→ **Text excerpt**:
■ ■ ■ ■ ■
Motivation

In the manufacturing sector, the usage of OPC UA is very common. Its data extraction and processing capabilities make it one of the best protocols to understand what is happening with the machinery in the factory. A few days ago, I found myself talking to someone responsible for innovation in the manufacturing sector, and he mentioned by passing a simple, but great example of usage of OPC UA. Imagine that you are responsible for preparing plastic for a certain shape you need. While melting it and adding chemical compounds, you need to guarantee a certain temperature and viscosity. If anything is different than expected, the plastic might end up too soft, too stiff, or too brittle. By having proper data visibility, we can have those responsible for the factory floor aware if any of the metrics are off, and if they are, we can show them how to correct it. For example, if the temperature necessary is 67 Celsius, we can notify them if it is above or below, and let them know what should be the correct one.

I loved this problem because it is a simple and direct one, and I started thinking about how I could mimic it with some gadgets I have at home. While looking at my toolset, I found some cheap, but probably more expensive than most sensors.
■ ■ ■ ■ ■
→ **Extracted information**:
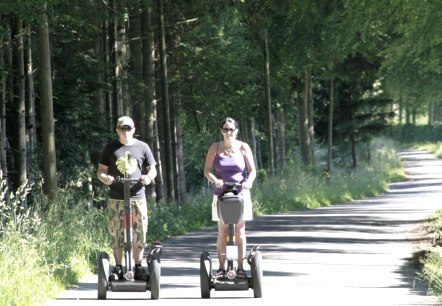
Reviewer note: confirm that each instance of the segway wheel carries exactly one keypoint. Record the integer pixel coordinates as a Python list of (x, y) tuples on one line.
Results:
[(103, 273), (257, 275), (205, 271), (154, 279)]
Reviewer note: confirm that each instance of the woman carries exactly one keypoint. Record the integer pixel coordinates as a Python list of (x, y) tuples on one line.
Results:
[(230, 160)]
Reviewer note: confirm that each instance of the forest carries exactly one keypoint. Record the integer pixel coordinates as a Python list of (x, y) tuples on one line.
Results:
[(297, 75), (313, 84)]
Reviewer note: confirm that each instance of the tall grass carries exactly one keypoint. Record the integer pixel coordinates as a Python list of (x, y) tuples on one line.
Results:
[(42, 251), (432, 262), (308, 188)]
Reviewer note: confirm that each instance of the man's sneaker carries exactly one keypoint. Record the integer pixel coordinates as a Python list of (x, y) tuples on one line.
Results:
[(140, 273), (117, 273)]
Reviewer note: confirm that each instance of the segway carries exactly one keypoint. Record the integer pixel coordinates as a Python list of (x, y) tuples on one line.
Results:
[(129, 284), (230, 210)]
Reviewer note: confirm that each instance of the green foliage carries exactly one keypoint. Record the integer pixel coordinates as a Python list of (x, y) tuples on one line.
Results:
[(432, 262), (53, 246), (300, 188), (169, 220)]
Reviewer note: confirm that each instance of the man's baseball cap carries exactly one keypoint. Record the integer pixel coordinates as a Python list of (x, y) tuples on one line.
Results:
[(125, 120)]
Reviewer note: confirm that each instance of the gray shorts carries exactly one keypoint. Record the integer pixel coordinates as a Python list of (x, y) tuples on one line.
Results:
[(116, 222)]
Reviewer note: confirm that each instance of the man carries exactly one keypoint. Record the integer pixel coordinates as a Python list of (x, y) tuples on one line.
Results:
[(127, 157)]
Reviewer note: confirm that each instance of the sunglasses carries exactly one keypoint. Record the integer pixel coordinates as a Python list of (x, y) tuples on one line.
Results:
[(125, 128)]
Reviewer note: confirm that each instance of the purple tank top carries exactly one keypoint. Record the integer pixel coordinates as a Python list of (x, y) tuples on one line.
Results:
[(229, 169)]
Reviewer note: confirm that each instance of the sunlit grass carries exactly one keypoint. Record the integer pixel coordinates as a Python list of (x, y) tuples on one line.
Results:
[(54, 244)]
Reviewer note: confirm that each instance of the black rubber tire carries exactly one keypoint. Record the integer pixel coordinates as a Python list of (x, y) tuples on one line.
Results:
[(154, 279), (257, 274), (103, 266), (205, 271)]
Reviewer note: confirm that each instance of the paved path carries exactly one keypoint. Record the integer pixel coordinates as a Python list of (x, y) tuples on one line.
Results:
[(350, 254)]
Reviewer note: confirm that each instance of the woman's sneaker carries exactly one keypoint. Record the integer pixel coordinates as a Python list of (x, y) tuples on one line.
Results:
[(140, 273), (117, 273)]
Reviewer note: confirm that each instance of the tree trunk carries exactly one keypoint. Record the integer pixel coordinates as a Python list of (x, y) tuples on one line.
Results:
[(166, 107), (30, 101), (269, 105), (179, 134), (18, 109), (303, 129), (253, 142), (3, 78), (149, 91), (119, 49), (47, 113), (136, 68), (311, 131), (330, 127), (280, 139)]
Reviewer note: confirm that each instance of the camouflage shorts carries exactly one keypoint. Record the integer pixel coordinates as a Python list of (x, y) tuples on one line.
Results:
[(116, 220)]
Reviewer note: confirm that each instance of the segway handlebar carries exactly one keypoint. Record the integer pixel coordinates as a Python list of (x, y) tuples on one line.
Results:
[(120, 179), (232, 184)]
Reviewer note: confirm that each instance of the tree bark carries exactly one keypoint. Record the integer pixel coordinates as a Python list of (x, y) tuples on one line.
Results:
[(311, 131), (269, 105), (280, 139), (18, 109), (136, 68), (3, 78), (30, 100), (149, 91), (303, 128), (47, 112), (166, 107), (330, 127)]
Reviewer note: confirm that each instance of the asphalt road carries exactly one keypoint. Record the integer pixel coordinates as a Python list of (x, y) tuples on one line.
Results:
[(356, 253)]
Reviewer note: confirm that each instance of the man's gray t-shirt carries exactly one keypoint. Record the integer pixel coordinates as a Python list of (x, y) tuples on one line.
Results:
[(141, 152)]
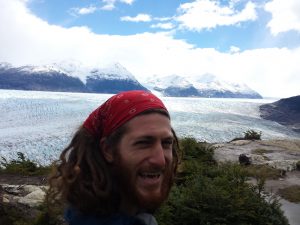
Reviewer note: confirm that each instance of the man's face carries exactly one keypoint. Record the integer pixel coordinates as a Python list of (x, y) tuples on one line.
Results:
[(143, 162)]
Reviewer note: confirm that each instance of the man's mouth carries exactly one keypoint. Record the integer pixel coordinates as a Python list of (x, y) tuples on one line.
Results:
[(151, 175)]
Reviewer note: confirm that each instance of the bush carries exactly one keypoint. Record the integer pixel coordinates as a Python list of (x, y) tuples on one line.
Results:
[(252, 135), (211, 194), (291, 193), (224, 198), (192, 149), (298, 165), (22, 166)]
■ ■ ■ ■ ■
In the motivation text, what two properties must be guaranteed while melting plastic and adding chemical compounds? The records have nothing to do with the motivation text.

→ **Result of this task**: A certain temperature and viscosity.